### What you should do
Rewrite the listing below, changing every "innermost point" to "central point" and leaving everything else as it is.

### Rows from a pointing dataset
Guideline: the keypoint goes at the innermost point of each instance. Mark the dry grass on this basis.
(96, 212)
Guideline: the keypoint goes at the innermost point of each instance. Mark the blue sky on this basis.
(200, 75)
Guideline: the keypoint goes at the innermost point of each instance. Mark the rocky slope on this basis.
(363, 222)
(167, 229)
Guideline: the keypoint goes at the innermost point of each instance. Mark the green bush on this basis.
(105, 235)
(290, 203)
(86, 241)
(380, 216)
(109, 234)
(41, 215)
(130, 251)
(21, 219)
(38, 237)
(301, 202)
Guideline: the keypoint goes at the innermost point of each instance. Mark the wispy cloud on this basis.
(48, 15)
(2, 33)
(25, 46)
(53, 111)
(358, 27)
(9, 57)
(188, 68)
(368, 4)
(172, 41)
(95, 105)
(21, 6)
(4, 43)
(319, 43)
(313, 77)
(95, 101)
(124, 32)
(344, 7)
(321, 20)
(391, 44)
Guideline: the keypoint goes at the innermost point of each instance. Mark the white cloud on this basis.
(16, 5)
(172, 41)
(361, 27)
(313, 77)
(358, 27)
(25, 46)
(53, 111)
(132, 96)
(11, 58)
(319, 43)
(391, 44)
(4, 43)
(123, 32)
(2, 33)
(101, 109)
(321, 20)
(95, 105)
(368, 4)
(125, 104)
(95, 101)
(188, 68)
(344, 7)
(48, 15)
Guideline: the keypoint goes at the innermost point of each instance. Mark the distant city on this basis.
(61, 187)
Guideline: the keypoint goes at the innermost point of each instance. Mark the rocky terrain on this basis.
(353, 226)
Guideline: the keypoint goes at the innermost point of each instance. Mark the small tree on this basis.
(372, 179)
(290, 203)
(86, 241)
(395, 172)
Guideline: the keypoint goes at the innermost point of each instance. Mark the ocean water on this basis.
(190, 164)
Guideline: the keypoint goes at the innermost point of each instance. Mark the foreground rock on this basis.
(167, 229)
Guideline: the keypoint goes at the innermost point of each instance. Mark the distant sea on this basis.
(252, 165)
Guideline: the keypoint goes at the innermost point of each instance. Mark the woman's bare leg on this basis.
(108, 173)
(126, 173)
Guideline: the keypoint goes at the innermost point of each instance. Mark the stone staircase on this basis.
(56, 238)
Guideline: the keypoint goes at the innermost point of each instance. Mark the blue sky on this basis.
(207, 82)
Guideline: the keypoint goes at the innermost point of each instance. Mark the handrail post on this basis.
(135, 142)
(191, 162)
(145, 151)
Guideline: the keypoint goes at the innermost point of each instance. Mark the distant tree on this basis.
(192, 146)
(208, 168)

### Solution
Guideline: the keypoint goes at the central point of each instance. Mark the dry grass on this basis.
(96, 212)
Guideline: the keypoint goes at the central point of each instance. Mark the blue sky on this basis.
(200, 75)
Guideline: the keypoint goes at the central point of each instance. Mark the rocky slope on this basis.
(363, 222)
(167, 229)
Guideline: the keypoint goes at the central point of each instance. Mark the green bush on this basis.
(105, 235)
(290, 203)
(86, 241)
(380, 216)
(109, 234)
(41, 215)
(130, 251)
(21, 219)
(38, 237)
(301, 202)
Guideline: the keypoint goes at the central point of each instance. Mark the wispy cloud on this basis.
(48, 15)
(2, 33)
(25, 46)
(53, 111)
(358, 27)
(9, 57)
(188, 68)
(368, 4)
(172, 41)
(95, 105)
(21, 6)
(4, 43)
(319, 43)
(313, 77)
(95, 101)
(124, 32)
(344, 7)
(321, 20)
(391, 44)
Guideline: the keypoint goes at the central point of each instance. Mark the white cloud on this basis.
(16, 5)
(172, 41)
(361, 27)
(313, 77)
(358, 27)
(25, 46)
(53, 111)
(132, 96)
(11, 58)
(319, 43)
(391, 44)
(4, 43)
(123, 32)
(2, 33)
(101, 109)
(321, 20)
(95, 105)
(368, 4)
(125, 104)
(95, 101)
(188, 68)
(344, 7)
(48, 15)
Guideline: the keypoint goes at the central point of each instance. Mark the distant city on this basis.
(61, 187)
Guideline: the keypoint goes at the central point of each instance. Mark the rocky terrain on this basis.
(353, 226)
Guideline: the keypoint goes at the central point of each instance. Mark the small tree on this basis.
(372, 179)
(290, 203)
(86, 241)
(395, 172)
Guideline: the keypoint goes at the central point of each instance. Mark the ocean water on this basis.
(190, 164)
Guideline: the keypoint goes at the central point of each instance. Mark the foreground rock on this basis.
(167, 229)
Guideline: the keypoint goes at the central point of each instance. Mark the distant sea on this basis.
(252, 165)
Guideline: the keypoint goes at the central point of each instance. Mark the woman's bare leg on this basis.
(108, 173)
(126, 173)
Guideline: the keypoint goes at the central point of each instance. Mark the stone staircase on this basis.
(56, 238)
Guideline: the keypoint goes at the central point of each instance. Mark the blue sky on this basis.
(207, 82)
Guideline: the keypoint goes at the central point of each instance. Mark the handrail post on this basis.
(135, 142)
(191, 162)
(145, 151)
Guideline: the keypoint goes at the central point of each instance. Mark the distant tree on this basis.
(192, 146)
(208, 168)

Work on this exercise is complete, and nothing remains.